Record list:

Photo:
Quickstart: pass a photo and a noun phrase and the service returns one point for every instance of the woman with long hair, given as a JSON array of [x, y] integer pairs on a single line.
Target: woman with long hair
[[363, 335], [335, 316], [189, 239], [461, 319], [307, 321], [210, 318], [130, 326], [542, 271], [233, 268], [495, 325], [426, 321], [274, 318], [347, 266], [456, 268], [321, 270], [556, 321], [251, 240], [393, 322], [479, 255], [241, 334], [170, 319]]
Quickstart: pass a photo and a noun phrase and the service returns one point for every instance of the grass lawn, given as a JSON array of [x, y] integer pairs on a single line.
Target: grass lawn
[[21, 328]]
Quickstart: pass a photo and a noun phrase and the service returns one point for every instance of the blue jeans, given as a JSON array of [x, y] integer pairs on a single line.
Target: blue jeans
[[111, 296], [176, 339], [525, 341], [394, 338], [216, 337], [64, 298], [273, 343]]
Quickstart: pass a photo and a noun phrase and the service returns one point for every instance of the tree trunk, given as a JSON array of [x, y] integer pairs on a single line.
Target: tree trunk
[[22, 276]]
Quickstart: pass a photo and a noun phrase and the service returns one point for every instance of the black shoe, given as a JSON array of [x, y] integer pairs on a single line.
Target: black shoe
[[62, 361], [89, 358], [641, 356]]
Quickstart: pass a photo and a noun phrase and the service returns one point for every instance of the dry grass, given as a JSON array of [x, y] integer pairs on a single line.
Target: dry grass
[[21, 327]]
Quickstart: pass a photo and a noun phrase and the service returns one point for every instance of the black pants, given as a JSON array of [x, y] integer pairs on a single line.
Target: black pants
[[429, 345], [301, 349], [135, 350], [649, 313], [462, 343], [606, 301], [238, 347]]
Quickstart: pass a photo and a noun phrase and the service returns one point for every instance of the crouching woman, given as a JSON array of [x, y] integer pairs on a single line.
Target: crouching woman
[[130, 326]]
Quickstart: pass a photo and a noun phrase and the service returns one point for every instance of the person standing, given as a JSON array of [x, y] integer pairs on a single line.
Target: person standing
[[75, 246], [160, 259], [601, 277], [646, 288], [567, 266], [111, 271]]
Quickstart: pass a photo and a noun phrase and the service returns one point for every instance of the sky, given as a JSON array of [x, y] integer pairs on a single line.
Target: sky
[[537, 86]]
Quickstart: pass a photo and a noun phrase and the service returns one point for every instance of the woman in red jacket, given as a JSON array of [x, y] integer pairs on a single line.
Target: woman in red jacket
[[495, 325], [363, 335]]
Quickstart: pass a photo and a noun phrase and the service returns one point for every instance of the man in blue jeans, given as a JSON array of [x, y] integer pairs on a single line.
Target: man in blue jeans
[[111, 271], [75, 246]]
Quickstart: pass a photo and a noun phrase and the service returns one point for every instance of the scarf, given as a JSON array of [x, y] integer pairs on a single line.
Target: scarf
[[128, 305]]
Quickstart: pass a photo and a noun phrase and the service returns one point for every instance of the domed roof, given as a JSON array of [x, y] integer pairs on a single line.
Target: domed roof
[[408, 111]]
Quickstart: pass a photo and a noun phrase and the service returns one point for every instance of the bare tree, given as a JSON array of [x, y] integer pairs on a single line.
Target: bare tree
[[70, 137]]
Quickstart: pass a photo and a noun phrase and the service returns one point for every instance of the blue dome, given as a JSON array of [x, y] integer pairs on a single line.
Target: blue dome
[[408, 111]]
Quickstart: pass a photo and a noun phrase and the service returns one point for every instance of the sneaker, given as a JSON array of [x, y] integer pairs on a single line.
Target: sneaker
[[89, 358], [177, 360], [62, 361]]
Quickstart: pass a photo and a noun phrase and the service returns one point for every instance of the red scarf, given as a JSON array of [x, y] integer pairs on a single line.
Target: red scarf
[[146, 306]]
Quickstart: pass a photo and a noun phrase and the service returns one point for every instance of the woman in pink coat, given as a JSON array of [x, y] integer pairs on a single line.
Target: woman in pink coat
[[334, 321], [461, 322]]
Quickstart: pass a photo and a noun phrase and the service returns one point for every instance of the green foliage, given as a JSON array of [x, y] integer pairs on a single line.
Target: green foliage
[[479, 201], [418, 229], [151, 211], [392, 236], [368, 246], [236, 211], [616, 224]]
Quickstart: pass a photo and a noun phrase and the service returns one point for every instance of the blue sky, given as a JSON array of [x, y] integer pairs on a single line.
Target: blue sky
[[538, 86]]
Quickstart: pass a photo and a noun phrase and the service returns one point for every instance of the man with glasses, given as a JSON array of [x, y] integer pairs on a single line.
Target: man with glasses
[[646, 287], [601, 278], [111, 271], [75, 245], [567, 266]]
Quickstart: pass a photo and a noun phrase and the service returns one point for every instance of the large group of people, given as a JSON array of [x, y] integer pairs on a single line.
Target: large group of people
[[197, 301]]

What the task requires:
Please change each "noun phrase" in the lines above to "text label", and give all the lines back with nothing else altered.

Response to the exercise:
Photo:
Quickstart: pass a photo and a text label and the service returns one point for every instance of the woman with long hair, given as a JSON array of [x, y] integer pairs on a single line.
Target: woman with long hair
[[363, 335], [335, 316], [189, 239], [461, 319], [307, 321], [210, 318], [130, 326], [542, 271], [233, 268], [495, 325], [426, 321], [274, 318], [347, 266], [456, 268], [321, 270], [556, 321], [251, 240], [393, 322], [479, 255], [241, 334], [170, 319]]
Quickstart: pass a photo and a text label and the service returns one point for every instance of the grass lawn, given as a JSON array of [x, y] integer pairs on a single line.
Target: grass lawn
[[21, 328]]
Quickstart: pass a photo and a text label and the service returns one point for every instance of the blue jeans, given as a JSON array of [x, y] integer pairs on a single line.
Target: blue jeans
[[111, 296], [176, 339], [525, 341], [394, 338], [216, 337], [64, 298], [273, 343]]
Quickstart: pass a photo and a text label and the service returns one point for every instance of the tree trunk, given as a JSON array of [x, y] integer pairs on a single line.
Target: tree trunk
[[22, 276]]
Quickstart: pass a photo and a text label and the service returns one point for every instance of the black shoe, given as a JSON array of [x, y] integer pairs on a single line.
Target: black shoe
[[62, 361], [89, 358], [641, 356]]
Quickstart: pass a photo and a text label and the service returns one point for every instance of the dry grass, given as a JSON array of [x, y] integer pairs on a single line.
Target: dry grass
[[21, 327]]
Quickstart: pass a photo and a text label and the service returns one point for every instance of the black pants, given as a JSON array of [x, y] integer pairs on a single line.
Target: black pants
[[429, 345], [301, 349], [135, 350], [649, 313], [462, 343], [606, 301], [238, 347]]
Quickstart: pass a photo and a text label and the service returns one point for every instance of the crouching woman, given as a JSON array of [x, y] integer pairs on a single line.
Target: crouching woman
[[130, 326]]
Quickstart: pass a photo and a text label and the service returns one point for every instance of the person standing, given as a JSON array of [x, y] integer pairs on a single line.
Target: person standing
[[75, 246], [160, 259], [601, 277], [646, 288], [567, 266], [111, 271]]
Quickstart: pass a photo and a text label and the service returns one point for every instance of the sky, given as a JSON array of [x, y] integer pairs on a single line.
Target: sky
[[537, 86]]
Quickstart: pass a photo and a text label and the service returns one point for every instance of the woman in red jacket, given as a JSON array of [x, y] integer pairs on a single line.
Target: woman in red jacket
[[495, 325], [363, 335]]
Quickstart: pass a photo and a text label and the service returns one point for every instance of the man in blue jeans, given as a JSON array of [x, y] integer pairs on a single line.
Target: man in blue jeans
[[111, 271], [75, 246]]
Quickstart: pass a photo and a text label and the service returns one point for every instance of the scarf, given as a JSON array of [x, y] integer pairs on a single line.
Target: scarf
[[128, 305]]
Quickstart: pass a photo and a text label and the service returns one point for every instance of the domed roof, given as a JSON array of [x, y] integer pairs on a single line.
Target: domed roof
[[408, 111]]
Quickstart: pass a photo and a text label and the service returns one point for every instance of the bare tree, given as a JSON array of [x, y] integer pairs on a single line.
Target: bare tree
[[70, 137]]
Quickstart: pass a photo and a text label and the service returns one point for every instance of the blue dome, given as a JSON array of [x, y] integer pairs on a single line.
Target: blue dome
[[408, 111]]
Quickstart: pass a photo and a text label and the service returns one point for every instance of the sneaker, given as a JSON array of [x, y] integer pairs on a single line.
Target: sneaker
[[89, 358], [177, 360], [62, 361]]
Quickstart: pass a photo and a text label and the service returns one point for every instance of the red scarf, given as a JSON array of [x, y] integer pairs on a single line.
Target: red scarf
[[146, 306]]
Quickstart: pass a photo and a text label and the service returns one point for every instance of the woman in pink coat, given as a JSON array of [x, y] integer pairs on a single line.
Target: woman in pink coat
[[334, 321], [461, 322]]
Quickstart: pass a photo and a text label and the service returns one point for every instance of the green foliage, given as a JSON array of [x, y] integer pairs on a single line.
Target: green foliage
[[479, 201], [418, 229], [151, 211], [392, 236], [368, 246], [236, 211], [616, 224]]
Quickstart: pass a photo and a text label and the service returns one point for every instance of the blue sky, given as a JSON array of [x, y] integer pairs on a single line.
Target: blue sky
[[538, 86]]
Quickstart: pass a photo and a text label and the service returns one point for every instance of the man with glasses, given as a JSON array of [x, y] integer pairs on a single line.
Target: man with glasses
[[646, 287], [601, 278], [111, 271], [75, 245], [567, 266]]
Quickstart: pass a photo and a text label and the service returns one point for every instance of the large group of people, given as a JSON array of [x, y] integer pairs on a single line.
Target: large group of people
[[197, 301]]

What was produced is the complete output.